Reading passage
···
Ernest Shackleton probably never thought he’d have a whisky named after him. He is well-known for his famous and ill-fated 1914-1917 Endurance expedition to explore Antarctica. He and his crew were forced to abandon ship when the Endurance became trapped in the ice. What followed was a harrowing period in which most of the crew struggled to survive in one spot for nearly 2 years, while Shackleton and a couple of others went in pursuit of rescue.

He did eventually find the aid he sought, and miraculously, nearly everyone survived the ordeal and returned home. This was his 3rd expedition to the Antarctic. His second was the 1907-1909 Nimrod expedition in which the whisky of our story was found. His life ended by heart attack in 1922, while trying to make one last expedition to the southernmost continent, and was buried in South Georgia, the part of the world that fascinated him so much.

Ernest Shackleton
Ernest Shackleton

Nearly a century after Shackleton’s end, archaeologists found something very unexpected underneath the floorboards of the hut, which used to be his base camp for the Nimrod expedition –several bottles of Scotch whisky. The MacKinlay scotch was originally bottled in 1898, after being aged for 15 years, according to the CBC. Needless to say, it’s aged a lot more since then.

It was found with three cases of scotch and two cases of brandy, left under the floor of the hut at Cape Royds, where the explorer was forced to leave them behind.

The cache of bottles was first discovered by conservationists in 2010 and had been frozen solid. The bottles were still intact, however, and liquid could be heard sloshing around in them when they were agitated. The alcohol content of the whisky was high enough to withstand even the -30 Celsius temperatures of the Antarctic without freezing.

Shackleton discovery
Robert Falcon Scott’s RRS Discovery in the Antarctic in 1902. This was Shackleton’s first voyage to Antarctica.
···
[Data entries]

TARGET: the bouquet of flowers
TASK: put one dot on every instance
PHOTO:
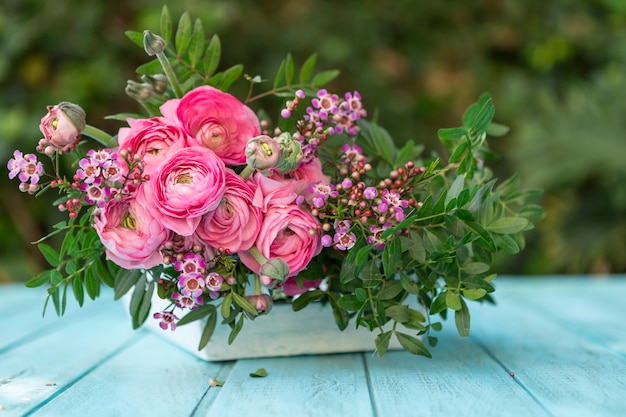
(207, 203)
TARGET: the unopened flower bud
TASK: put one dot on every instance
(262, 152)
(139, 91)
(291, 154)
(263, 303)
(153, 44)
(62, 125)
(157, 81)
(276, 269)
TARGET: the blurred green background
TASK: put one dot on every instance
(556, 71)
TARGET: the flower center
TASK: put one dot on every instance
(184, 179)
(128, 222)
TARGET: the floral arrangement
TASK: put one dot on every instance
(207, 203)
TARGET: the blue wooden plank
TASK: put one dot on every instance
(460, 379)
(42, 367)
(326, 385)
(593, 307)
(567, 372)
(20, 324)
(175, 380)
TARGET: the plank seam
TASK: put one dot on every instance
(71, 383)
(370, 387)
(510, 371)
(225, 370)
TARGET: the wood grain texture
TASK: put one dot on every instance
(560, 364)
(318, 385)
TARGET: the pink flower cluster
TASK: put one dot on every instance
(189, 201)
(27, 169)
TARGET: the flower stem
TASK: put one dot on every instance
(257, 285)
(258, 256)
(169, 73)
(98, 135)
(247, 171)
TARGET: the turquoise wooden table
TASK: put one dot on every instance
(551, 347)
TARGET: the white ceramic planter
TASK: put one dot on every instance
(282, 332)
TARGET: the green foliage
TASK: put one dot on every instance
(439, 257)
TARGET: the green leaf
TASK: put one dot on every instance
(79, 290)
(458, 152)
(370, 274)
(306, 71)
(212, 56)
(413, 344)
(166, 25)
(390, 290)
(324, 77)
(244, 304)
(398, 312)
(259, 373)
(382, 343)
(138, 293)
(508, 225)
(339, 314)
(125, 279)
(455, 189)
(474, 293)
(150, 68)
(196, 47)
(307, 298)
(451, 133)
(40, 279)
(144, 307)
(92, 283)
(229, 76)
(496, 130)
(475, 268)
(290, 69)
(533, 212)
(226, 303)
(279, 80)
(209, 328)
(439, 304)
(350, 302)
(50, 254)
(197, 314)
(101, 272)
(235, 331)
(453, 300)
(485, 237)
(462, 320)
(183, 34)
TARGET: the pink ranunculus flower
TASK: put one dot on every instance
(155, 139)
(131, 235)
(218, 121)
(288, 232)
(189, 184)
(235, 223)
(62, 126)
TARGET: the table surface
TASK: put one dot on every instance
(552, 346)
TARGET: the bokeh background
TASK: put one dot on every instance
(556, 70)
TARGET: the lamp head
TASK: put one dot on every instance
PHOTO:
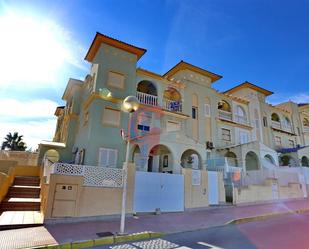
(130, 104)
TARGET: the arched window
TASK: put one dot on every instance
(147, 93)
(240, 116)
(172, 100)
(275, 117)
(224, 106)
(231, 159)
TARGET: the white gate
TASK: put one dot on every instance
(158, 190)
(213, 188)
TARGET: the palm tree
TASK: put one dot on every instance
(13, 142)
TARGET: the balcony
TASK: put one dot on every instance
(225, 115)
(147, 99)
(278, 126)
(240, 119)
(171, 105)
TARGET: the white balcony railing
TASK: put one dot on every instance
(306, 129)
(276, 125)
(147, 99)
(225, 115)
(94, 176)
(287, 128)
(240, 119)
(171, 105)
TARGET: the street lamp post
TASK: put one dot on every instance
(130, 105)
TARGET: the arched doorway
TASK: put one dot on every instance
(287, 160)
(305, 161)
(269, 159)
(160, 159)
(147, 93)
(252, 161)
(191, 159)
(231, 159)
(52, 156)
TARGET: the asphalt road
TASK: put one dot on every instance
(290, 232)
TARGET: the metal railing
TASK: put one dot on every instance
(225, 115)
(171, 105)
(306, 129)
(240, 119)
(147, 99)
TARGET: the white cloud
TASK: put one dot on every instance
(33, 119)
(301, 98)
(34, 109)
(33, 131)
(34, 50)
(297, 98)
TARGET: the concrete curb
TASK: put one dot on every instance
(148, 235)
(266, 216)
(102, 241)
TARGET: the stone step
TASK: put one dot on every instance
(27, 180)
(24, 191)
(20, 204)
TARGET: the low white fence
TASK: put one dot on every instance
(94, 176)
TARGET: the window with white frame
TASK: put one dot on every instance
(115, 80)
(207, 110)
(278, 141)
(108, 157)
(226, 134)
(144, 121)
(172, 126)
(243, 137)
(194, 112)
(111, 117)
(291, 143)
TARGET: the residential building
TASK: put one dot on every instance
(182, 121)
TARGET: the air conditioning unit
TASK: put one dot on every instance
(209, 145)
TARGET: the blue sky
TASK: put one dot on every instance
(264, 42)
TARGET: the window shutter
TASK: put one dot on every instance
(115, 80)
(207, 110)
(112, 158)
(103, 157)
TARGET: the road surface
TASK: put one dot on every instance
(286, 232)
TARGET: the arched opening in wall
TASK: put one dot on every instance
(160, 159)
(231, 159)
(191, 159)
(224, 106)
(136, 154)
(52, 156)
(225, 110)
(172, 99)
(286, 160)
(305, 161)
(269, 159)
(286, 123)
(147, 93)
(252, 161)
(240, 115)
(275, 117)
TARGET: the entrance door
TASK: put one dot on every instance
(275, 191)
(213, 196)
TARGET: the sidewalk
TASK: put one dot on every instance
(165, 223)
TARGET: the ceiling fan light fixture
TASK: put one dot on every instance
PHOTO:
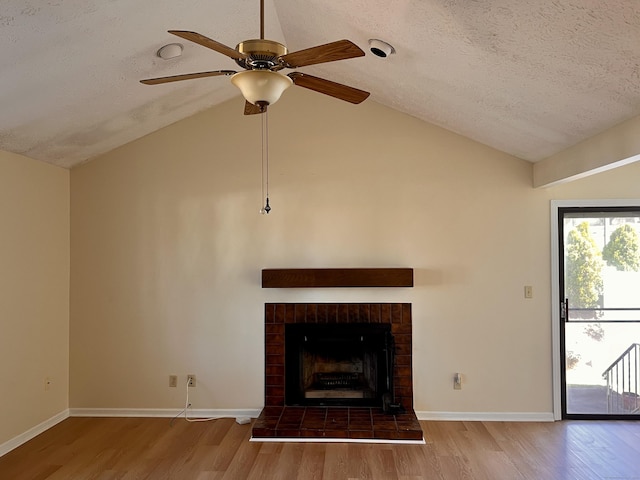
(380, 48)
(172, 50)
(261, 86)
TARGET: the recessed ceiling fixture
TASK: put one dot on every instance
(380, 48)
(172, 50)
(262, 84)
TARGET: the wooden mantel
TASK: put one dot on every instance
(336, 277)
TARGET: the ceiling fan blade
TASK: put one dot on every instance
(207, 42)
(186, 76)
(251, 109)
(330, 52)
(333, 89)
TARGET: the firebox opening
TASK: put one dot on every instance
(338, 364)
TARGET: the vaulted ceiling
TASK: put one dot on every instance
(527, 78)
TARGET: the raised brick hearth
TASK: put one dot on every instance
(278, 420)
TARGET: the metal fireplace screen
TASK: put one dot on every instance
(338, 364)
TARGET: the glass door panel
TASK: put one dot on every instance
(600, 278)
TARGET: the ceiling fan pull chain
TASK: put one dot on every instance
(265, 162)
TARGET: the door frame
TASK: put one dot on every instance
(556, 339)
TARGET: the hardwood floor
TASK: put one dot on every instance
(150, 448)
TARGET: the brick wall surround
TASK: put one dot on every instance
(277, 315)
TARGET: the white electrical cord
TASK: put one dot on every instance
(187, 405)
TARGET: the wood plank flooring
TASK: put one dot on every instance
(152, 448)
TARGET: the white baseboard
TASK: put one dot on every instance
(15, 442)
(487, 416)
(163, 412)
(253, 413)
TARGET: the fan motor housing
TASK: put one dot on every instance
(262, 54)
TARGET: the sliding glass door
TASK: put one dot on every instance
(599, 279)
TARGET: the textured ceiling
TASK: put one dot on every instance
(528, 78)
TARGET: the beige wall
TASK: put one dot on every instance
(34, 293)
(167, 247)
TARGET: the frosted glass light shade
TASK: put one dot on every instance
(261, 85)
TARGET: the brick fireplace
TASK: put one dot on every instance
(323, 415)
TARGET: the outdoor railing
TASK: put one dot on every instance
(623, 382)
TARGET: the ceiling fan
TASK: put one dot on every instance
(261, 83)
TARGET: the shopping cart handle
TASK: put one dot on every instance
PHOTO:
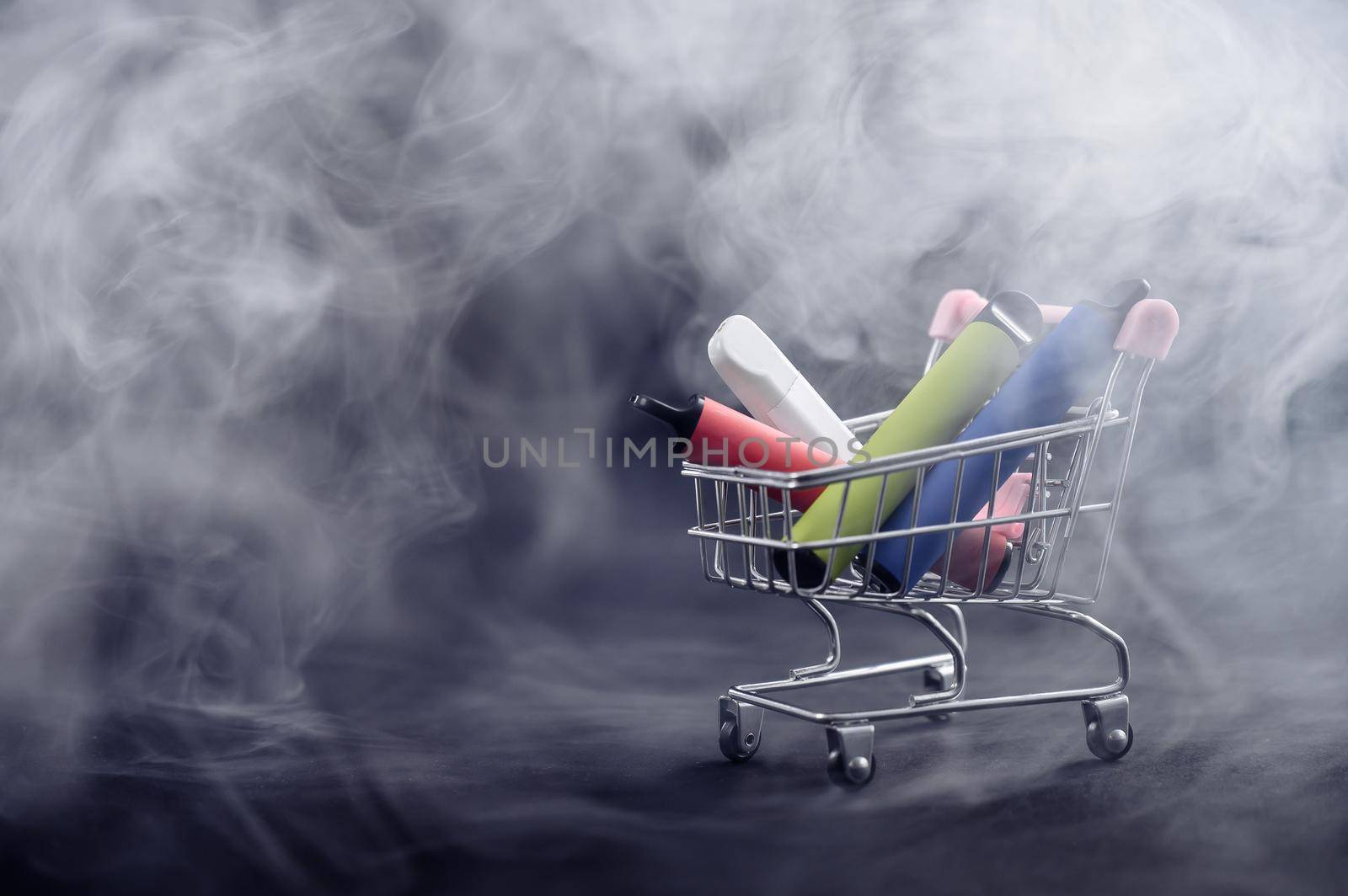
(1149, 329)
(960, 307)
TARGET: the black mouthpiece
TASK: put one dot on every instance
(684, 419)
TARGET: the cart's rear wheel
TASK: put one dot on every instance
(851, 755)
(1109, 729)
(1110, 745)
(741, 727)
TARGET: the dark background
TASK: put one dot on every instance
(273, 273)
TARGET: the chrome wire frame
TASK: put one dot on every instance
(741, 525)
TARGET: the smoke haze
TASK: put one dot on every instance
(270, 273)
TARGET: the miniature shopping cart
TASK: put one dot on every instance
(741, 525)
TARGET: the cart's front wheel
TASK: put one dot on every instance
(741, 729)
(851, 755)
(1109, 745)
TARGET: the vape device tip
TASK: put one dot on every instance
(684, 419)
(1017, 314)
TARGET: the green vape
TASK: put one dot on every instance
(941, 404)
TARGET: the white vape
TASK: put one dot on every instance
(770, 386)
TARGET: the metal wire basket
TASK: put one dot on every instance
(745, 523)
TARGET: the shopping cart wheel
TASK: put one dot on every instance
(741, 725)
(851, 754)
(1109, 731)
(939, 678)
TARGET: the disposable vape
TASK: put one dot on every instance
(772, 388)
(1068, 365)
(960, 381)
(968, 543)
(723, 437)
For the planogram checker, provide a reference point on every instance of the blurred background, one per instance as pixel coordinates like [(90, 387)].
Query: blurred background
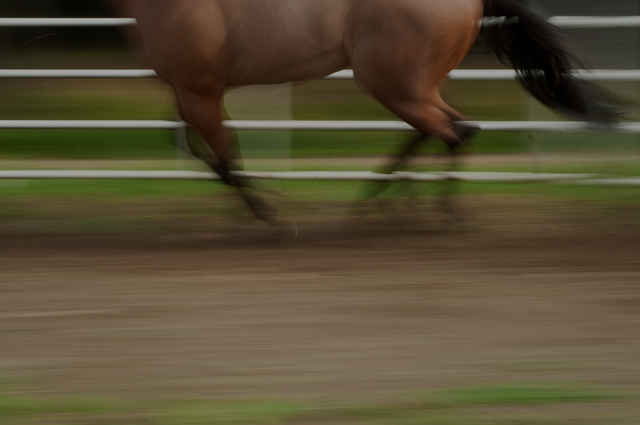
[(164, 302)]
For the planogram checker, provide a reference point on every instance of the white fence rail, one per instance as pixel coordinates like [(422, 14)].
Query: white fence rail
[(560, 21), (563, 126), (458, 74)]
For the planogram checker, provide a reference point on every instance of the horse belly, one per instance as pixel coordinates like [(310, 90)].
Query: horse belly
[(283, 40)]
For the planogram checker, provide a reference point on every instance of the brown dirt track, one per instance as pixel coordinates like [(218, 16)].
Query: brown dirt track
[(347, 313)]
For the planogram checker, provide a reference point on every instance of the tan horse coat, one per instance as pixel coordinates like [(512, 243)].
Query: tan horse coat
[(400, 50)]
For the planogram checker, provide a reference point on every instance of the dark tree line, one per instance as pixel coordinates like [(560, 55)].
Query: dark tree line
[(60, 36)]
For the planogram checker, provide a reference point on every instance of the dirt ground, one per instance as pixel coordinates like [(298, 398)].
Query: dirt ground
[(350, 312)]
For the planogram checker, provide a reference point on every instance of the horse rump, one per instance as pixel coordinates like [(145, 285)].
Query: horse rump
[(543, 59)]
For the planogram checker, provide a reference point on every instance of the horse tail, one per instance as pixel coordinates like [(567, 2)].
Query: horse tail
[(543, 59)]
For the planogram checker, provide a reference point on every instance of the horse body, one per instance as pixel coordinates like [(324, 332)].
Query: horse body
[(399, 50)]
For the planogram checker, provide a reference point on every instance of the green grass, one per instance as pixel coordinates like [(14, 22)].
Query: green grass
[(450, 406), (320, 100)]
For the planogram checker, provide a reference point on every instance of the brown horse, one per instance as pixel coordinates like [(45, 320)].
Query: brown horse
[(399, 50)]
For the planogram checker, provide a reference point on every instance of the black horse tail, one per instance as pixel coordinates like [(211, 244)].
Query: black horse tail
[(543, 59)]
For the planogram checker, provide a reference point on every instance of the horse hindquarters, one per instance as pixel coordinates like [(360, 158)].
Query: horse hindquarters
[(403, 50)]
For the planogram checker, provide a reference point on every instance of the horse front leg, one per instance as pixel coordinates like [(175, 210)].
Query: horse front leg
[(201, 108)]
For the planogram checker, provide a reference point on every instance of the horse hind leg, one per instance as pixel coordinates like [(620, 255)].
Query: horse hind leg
···
Exercise instructions
**1)** In the passage about Shackleton's whisky, at what location was the hut that held the bottles?
**2)** Please carry on with the passage about Shackleton's whisky, picking up after its final sentence.

Per-task answers
**1)** Cape Royds.

**2)**
According to British news outlet Express, the crates were left in place, encased in ice, for several more years until the best tools could be brought to the site to extract the crates since they were worried about damaging the contents. Once the find was successfully removed from its ice trap, the bottles were allowed to defrost slowly, over the course of two weeks.

The recipe for the venerable scotch has long since been lost, and MacKinlay has been purchased by another distillery. Even so, Whyte and MacKay, the parent company, chartered a private plane to have the bottle brought first to Christchurch, New Zealand, and then on to Scotland in hopes that they could analyze the contents.

One of the lead blenders at Whyte and McKay, Richard Paterson, told one news outlet that he was going to bring it to room temperature, pour a bit, and swirl it around to see what its scent could tell him. If the whisky could be fully analyzed, they planned to recreate the long-lost recipe.

They were able to withdraw a sample of the scotch by inserting a syringe through the cork, and, after completing their analysis, they were able to produce a limited-edition run of 50,000 bottles of the recreated blend. In doing so, they have arguably made it possible for scotch lovers to taste history literally. Tasting the venerable distillation wasn’t cheap, however, as the bottle of that run sold for about $157 each. Five percent of the price of every bottle sold goes back to the Antarctic Heritage Trust, to help fund their work.

Once their analysis was complete, and the find had yielded all the information that could be extracted, the bottles were flown back to Antarctica, in two containers with combination locks, so they could be returned to their original location. However the recipe lives on in Shackleton Whisky, a specialty brand that can still be bought.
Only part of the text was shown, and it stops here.